▶ What the task requires
Restate each of the lines given below, word for word.

Start of The data

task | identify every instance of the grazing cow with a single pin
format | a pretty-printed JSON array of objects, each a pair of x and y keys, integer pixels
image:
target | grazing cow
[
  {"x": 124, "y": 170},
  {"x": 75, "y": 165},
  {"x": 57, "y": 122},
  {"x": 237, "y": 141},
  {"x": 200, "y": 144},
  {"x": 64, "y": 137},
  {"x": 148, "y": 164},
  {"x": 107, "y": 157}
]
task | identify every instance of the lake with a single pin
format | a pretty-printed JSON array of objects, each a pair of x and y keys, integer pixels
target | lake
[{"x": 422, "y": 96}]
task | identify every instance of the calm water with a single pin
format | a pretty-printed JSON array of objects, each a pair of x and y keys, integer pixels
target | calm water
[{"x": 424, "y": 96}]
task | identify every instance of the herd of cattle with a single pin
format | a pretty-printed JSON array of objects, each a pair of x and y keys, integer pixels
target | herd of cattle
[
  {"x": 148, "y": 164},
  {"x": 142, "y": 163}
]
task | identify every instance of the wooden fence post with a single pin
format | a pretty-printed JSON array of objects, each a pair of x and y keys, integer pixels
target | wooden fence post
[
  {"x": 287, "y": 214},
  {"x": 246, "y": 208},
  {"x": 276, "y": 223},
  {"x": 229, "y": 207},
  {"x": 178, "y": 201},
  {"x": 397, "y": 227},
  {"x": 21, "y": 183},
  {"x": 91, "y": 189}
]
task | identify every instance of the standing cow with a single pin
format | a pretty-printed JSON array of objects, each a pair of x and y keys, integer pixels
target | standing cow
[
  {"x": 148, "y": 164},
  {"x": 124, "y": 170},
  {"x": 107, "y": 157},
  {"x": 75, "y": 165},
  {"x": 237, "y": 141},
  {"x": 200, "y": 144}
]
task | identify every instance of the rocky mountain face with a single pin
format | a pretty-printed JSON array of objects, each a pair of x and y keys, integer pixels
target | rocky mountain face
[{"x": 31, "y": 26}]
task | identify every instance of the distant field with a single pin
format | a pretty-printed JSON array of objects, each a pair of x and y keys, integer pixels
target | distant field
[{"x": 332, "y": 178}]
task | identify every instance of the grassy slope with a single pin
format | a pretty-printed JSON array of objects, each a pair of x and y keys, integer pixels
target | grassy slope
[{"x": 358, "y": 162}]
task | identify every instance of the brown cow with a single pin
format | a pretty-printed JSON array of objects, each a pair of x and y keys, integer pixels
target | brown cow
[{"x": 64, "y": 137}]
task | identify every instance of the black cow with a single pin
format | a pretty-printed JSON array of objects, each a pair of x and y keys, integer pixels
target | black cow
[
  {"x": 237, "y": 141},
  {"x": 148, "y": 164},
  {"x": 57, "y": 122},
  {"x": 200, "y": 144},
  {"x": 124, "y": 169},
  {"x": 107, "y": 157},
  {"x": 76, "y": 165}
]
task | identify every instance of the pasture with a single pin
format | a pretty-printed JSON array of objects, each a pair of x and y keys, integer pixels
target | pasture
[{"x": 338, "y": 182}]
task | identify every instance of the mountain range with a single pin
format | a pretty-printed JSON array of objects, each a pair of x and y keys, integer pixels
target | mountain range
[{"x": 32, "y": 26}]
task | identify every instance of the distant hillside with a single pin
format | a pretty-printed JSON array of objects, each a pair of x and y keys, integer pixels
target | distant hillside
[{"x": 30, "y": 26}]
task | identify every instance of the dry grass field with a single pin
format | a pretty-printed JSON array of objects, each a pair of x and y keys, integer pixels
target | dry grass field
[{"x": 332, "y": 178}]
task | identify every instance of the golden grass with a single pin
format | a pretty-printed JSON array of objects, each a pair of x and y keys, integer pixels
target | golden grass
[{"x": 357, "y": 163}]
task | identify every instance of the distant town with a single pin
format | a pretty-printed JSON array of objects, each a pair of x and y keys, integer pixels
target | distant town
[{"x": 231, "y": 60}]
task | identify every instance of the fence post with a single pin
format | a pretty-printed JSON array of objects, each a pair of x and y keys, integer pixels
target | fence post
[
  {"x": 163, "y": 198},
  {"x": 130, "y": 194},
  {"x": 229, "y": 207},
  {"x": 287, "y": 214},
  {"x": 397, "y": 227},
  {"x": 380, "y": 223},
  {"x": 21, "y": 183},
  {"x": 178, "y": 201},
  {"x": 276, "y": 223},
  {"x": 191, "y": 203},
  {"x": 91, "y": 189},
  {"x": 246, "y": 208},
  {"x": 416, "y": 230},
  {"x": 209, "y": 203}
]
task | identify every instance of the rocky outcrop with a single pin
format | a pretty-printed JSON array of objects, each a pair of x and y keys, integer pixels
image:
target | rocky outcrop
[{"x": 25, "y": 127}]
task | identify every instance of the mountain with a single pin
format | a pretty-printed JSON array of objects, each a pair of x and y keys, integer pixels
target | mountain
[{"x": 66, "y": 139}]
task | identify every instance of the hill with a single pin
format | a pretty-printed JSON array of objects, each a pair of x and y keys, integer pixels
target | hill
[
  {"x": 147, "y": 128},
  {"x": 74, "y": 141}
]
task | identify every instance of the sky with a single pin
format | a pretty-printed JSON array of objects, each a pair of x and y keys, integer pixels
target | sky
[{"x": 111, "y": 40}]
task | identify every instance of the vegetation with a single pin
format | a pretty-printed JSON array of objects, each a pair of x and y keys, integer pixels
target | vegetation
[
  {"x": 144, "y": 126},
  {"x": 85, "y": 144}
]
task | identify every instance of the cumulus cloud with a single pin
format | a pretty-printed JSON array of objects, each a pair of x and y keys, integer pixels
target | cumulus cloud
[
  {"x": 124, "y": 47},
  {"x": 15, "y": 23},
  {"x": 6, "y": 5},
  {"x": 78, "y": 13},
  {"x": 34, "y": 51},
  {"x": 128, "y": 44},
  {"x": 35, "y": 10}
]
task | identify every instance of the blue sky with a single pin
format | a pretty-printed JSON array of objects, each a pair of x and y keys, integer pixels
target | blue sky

End of The data

▶ Answer for this exercise
task | identify every instance of the grazing cow with a single pin
format | a pretty-printed JSON array of objects, each a pair of x and y keys, integer pixels
image:
target | grazing cow
[
  {"x": 124, "y": 170},
  {"x": 75, "y": 165},
  {"x": 57, "y": 122},
  {"x": 237, "y": 141},
  {"x": 200, "y": 144},
  {"x": 64, "y": 137},
  {"x": 148, "y": 164},
  {"x": 107, "y": 157}
]
task | identify every instance of the lake with a single pin
format | a pretty-printed JSON array of objects, each a pair of x and y keys, integer pixels
target | lake
[{"x": 422, "y": 96}]
task | identify every instance of the calm water with a single pin
format | a pretty-printed JSON array of objects, each a pair of x and y keys, integer pixels
target | calm water
[{"x": 424, "y": 96}]
task | identify every instance of the herd of cattle with a single pin
format | a pretty-printed JSON array of objects, each a pair of x and y keys, integer pixels
target | herd of cattle
[
  {"x": 148, "y": 164},
  {"x": 142, "y": 163}
]
task | identify every instance of the wooden fence post with a single pin
format | a pretty-printed JSON array of objects, each a pair of x and y keys, integer pixels
target | wooden fence post
[
  {"x": 287, "y": 214},
  {"x": 246, "y": 208},
  {"x": 276, "y": 223},
  {"x": 229, "y": 207},
  {"x": 178, "y": 201},
  {"x": 397, "y": 227},
  {"x": 21, "y": 183},
  {"x": 91, "y": 189}
]
task | identify every instance of the standing cow with a single pin
format | a pretty-printed JSON array of objects, each a pair of x and y keys, integer pixels
target | standing cow
[
  {"x": 148, "y": 164},
  {"x": 124, "y": 170},
  {"x": 107, "y": 157},
  {"x": 75, "y": 165},
  {"x": 237, "y": 141},
  {"x": 200, "y": 144}
]
task | identify every instance of the rocky mountain face with a single pin
format | a pretty-printed JSON array of objects, each a pair of x and y keys, integer pixels
target | rocky mountain face
[{"x": 31, "y": 26}]
task | identify every instance of the distant field with a single pin
format | a pretty-printed JSON array of objects, each a pair of x and y keys, integer pixels
target | distant field
[{"x": 332, "y": 178}]
task | identify every instance of the grassy slope with a single pin
format | a pretty-printed JSON array of objects, each a pair of x and y keys, integer pixels
target | grassy slope
[{"x": 358, "y": 162}]
task | identify every instance of the brown cow with a single pin
format | a pretty-printed JSON array of objects, each a pair of x and y keys, integer pixels
target | brown cow
[{"x": 64, "y": 137}]
task | identify every instance of the black cow with a single pin
format | a pretty-printed JSON array of objects, each a pair of x and y keys, integer pixels
target | black cow
[
  {"x": 237, "y": 141},
  {"x": 148, "y": 164},
  {"x": 57, "y": 122},
  {"x": 200, "y": 144},
  {"x": 124, "y": 169},
  {"x": 107, "y": 157},
  {"x": 76, "y": 165}
]
task | identify every instance of the pasture with a single pin
format | a pretty-printed JSON array of objects, each a pair of x and y keys, integer pixels
target | pasture
[{"x": 338, "y": 182}]
task | identify every instance of the mountain range with a single pin
format | a pretty-printed JSON array of objects, each a pair of x and y keys, integer pixels
target | mountain range
[{"x": 32, "y": 26}]
task | identify every instance of the distant hillside with a single pin
format | a pretty-printed JSON array of objects, each a pair of x and y keys, integer pixels
target | distant hillside
[{"x": 30, "y": 26}]
task | identify every instance of the dry grass field with a single pin
format | a pretty-printed JSON array of objects, each a pair of x and y keys, integer pixels
target | dry grass field
[{"x": 332, "y": 178}]
task | identify every instance of the golden grass with a single pin
format | a pretty-printed JSON array of objects, each a pair of x and y keys, integer pixels
target | golden grass
[{"x": 357, "y": 163}]
task | identify every instance of the distant town with a single pin
format | a pretty-printed JSON array of objects, each a pair of x and y keys, integer pixels
target | distant town
[{"x": 231, "y": 60}]
task | identify every instance of the fence post with a single pin
format | a pretty-printed JSON array of objects, each a pair of x and y keys, integer pixels
target | fence post
[
  {"x": 163, "y": 198},
  {"x": 130, "y": 194},
  {"x": 229, "y": 207},
  {"x": 287, "y": 214},
  {"x": 397, "y": 227},
  {"x": 380, "y": 223},
  {"x": 21, "y": 183},
  {"x": 178, "y": 201},
  {"x": 276, "y": 223},
  {"x": 191, "y": 203},
  {"x": 91, "y": 189},
  {"x": 246, "y": 208},
  {"x": 416, "y": 230},
  {"x": 209, "y": 203}
]
task | identify every instance of the rocky outcrop with a single pin
format | a pretty-printed JSON array of objects, each a pair of x and y keys, integer pixels
image:
target | rocky outcrop
[{"x": 25, "y": 127}]
task | identify every instance of the mountain with a single pin
format | a pretty-printed JSON array of objects, each a pair of x and y keys, integer pixels
target | mountain
[{"x": 66, "y": 139}]
task | identify every instance of the hill with a single pin
format | a pretty-printed JSON array of objects, each a pair of x and y keys, integer pixels
target | hill
[
  {"x": 147, "y": 128},
  {"x": 74, "y": 141}
]
task | identify every instance of the sky with a single pin
format | a pretty-printed JSON array of objects, each a pair of x and y keys, integer pixels
target | sky
[{"x": 111, "y": 40}]
task | identify every instance of the vegetation with a single pin
format | a pretty-printed JSON array of objects, each a pair of x and y keys, integer pixels
target | vegetation
[
  {"x": 144, "y": 126},
  {"x": 85, "y": 144}
]
task | identify every instance of the cumulus cloud with a single pin
format | a pretty-printed JSON array of objects, each a pair of x and y keys, integer pixels
target | cumulus cloud
[
  {"x": 124, "y": 47},
  {"x": 15, "y": 23},
  {"x": 6, "y": 5},
  {"x": 78, "y": 13},
  {"x": 34, "y": 51},
  {"x": 128, "y": 44},
  {"x": 35, "y": 10}
]
task | identify every instance of the blue sky with a single pin
format | a pretty-printed JSON array of objects, each a pair of x and y keys, integer pixels
target | blue sky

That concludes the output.